» Stated exercise: Render every line of the data below as a Markdown table with the columns "Row" (a running line number) and "Text" (the line itself). Skip blank lines and omit the pictures.

START Records for processing

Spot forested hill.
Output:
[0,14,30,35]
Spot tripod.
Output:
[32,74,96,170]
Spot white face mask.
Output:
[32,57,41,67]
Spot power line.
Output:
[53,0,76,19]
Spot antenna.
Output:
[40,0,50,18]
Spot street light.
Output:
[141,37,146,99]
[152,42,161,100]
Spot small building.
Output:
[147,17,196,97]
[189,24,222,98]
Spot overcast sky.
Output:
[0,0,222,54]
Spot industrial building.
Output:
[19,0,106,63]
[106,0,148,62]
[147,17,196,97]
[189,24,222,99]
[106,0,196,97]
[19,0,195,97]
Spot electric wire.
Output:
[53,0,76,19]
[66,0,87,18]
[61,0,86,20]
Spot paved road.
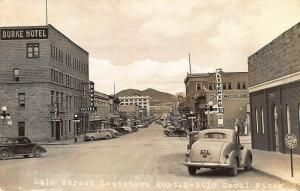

END Records for processing

» The solution:
| Row | Text |
|---|---|
| 1 | Spot forested hill. |
| 2 | Output: |
| 3 | [0,14,30,35] |
| 4 | Spot tripod. |
| 5 | Output: |
| 6 | [32,74,96,170] |
| 7 | Spot white face mask. |
| 8 | Output: |
| 9 | [32,57,41,67] |
| 10 | Spot power line. |
| 11 | Output: |
| 12 | [53,0,76,19] |
| 13 | Spot antenna. |
| 14 | Output: |
| 15 | [40,0,50,18] |
| 16 | Spot street light. |
| 17 | Output: |
| 18 | [141,37,146,99] |
| 19 | [152,42,161,100] |
| 20 | Spot small building. |
| 21 | Output: |
| 22 | [147,17,196,97] |
| 23 | [189,24,222,98] |
| 24 | Spot overcast sky. |
| 25 | Output: |
| 26 | [0,0,222,54] |
| 27 | Spot industrial building. |
| 28 | Output: |
| 29 | [19,0,106,63] |
| 30 | [106,0,148,62] |
| 31 | [147,17,196,97] |
| 32 | [189,24,222,99] |
| 33 | [106,0,196,97] |
| 34 | [19,0,195,97] |
| 35 | Spot electric wire. |
| 36 | Output: |
| 37 | [53,0,76,19] |
| 38 | [66,0,87,18] |
| 39 | [61,0,86,20] |
| 40 | Spot paved road. |